#### [PASSAGE]
--- START ---

“Say what you like about Mussolini, he made the trains run on time.” That is a famous assertion that, despite the obvious evils of fascism, at least authoritarian government gets things done. In reality, however, not only was authoritarianism bad, it also didn’t make the trains or the economy run any better.
The same argument has been and is being forwarded in support of authoritarian forms of healthcare administration in America. Healthcare in the United States has been getting more and more expensive, and insurance to cover the costs has been getting more and more unaffordable. The main idea is that we need to have government get involved to make it all work. What that necessarily means is that government power will have to be wielded to bring order to the chaotic markets and to control the profiteering of private businesses. In other words, authoritarianism.
Many proponents of healthcare reform are quick to point out that they don’t want government to run healthcare, they only want it to pay for such care, as in a single-payer program. Those payments, however, will be controlled, inevitably, by politics, and whoever controls the purse strings controls the system. It is, ultimately, government-controlled health care.
The Utopian dreamers promote the benefits of such a system as providing access to the best healthcare to everyone, regardless of financial resources. Physicians for A National Health Program, an organization of physicians, health professionals, medical students, and “activists,” has been promoting the idea for years, with their website boasting that their program would “fully cover medical care for all Americans, while lowering costs by eliminating the profit-driven private insurance industry with its massive overhead,” and “the rate of medical inflation would slow, freeing up resources for unmet medical and public health needs.” It is the same claptrap that is always promised when politicians promote their schemes. From the materials they present, it is clear that they are, first and foremost, politicians and activists, not physicians, regardless of their professional status.
The promoters of universal healthcare or single-payer systems like to blame free markets and those nasty-old profit-making corporations for all of the problems that Americans experience, but the reality for decades is that there has been less and less market and more and more politics. From certificates of need, to mandated insurance benefits, and everything in between, the government has had a very heavy hand in the industry. Failure after failure in government central planning of the health industry only means, for them, that we need more central planning.
Better health and cost statistics are typically trotted out to justify European-style systems here in America. Things are not as rosy there as they are made to appear, however. As a for-instance, gross longevity figures don’t take into consideration radical cultural differences, such has higher automobile and suicide deaths in America or lifestyle issues leading to chronic illness, all of which are not caused by or preventable by the healthcare system. Live-birth statistics are not standardized, leading to skewed results, and other such things distort comparisons. Access to the best medical care on a timely basis is typically not available to anyone outside of elite circles, and rationing certainly does happen. More importantly, European people seem to be much more tolerant of authoritarian bullying by bureaucrats. That is leading them down a dangerous path.
America does not want to follow that trend. Europe is headed in the wrong direction. America has a heritage based on individual liberty and not bureaucratic authoritarianism. America is different and should be different. What we need is to get rid of the arrogant, elitist central-planners who have been wrecking our system, and let the markets actually work.

--- END ---

#### [INFORMATION PROVIDED]

--- START ---

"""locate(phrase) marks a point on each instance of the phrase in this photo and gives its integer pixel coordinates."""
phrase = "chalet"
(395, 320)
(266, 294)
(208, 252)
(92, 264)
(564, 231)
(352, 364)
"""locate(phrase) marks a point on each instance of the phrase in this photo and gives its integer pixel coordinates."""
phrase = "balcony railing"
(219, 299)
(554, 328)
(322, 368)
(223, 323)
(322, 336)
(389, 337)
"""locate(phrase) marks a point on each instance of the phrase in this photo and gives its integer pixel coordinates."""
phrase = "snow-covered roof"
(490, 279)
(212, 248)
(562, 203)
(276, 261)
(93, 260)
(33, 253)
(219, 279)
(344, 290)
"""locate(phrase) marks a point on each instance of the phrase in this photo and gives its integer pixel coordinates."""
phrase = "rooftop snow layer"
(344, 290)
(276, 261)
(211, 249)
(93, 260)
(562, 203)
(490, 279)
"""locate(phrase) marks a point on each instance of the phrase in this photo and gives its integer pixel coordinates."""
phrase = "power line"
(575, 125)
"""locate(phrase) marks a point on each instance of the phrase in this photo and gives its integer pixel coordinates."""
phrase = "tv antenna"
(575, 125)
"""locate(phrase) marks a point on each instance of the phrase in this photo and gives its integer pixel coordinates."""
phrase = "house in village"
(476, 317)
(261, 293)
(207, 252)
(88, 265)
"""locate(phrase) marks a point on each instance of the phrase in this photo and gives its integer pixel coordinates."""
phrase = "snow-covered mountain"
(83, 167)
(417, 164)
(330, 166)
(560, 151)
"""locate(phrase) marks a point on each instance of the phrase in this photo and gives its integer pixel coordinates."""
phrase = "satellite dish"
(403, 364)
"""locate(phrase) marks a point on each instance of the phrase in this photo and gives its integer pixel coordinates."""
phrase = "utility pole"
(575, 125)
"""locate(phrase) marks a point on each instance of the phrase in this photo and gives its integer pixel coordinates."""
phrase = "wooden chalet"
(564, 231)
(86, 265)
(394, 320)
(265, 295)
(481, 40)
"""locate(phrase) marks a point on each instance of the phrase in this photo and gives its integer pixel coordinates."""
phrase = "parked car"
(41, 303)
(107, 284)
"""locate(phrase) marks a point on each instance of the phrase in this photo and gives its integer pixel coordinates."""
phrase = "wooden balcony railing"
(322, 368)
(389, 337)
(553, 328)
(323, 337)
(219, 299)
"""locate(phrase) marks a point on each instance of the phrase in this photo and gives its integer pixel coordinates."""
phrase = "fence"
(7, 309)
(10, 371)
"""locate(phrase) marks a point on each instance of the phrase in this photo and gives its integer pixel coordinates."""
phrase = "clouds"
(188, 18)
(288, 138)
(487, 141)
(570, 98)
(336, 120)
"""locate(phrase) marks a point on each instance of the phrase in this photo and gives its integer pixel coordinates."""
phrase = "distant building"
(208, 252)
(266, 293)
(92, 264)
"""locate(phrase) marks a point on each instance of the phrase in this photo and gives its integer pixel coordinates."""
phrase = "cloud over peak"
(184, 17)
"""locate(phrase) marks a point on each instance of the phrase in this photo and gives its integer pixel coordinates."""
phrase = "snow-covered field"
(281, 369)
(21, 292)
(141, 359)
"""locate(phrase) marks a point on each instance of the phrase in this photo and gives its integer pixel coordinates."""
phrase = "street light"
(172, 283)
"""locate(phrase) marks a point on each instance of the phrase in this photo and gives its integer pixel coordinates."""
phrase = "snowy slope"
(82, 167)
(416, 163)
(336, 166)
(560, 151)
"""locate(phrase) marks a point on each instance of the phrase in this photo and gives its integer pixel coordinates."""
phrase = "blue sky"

--- END ---

#### [PARTS OF THE EXERCISE]
**1)** In the essay on healthcare reform, which organization has long promoted a program to cover medical care for all Americans?
**2)** Return the part of the essay on healthcare reform that opens with the words containing "The same argument" and closes with "other words, authoritarianism.".
Nothing here requires the rows.

#### [SOLUTIONS FOR EACH TASK]
**1)** Physicians for A National Health Program

**2)**
The same argument has been and is being forwarded in support of authoritarian forms of healthcare administration in America. Healthcare in the United States has been getting more and more expensive, and insurance to cover the costs has been getting more and more unaffordable. The main idea is that we need to have government get involved to make it all work. What that necessarily means is that government power will have to be wielded to bring order to the chaotic markets and to control the profiteering of private businesses. In other words, authoritarianism.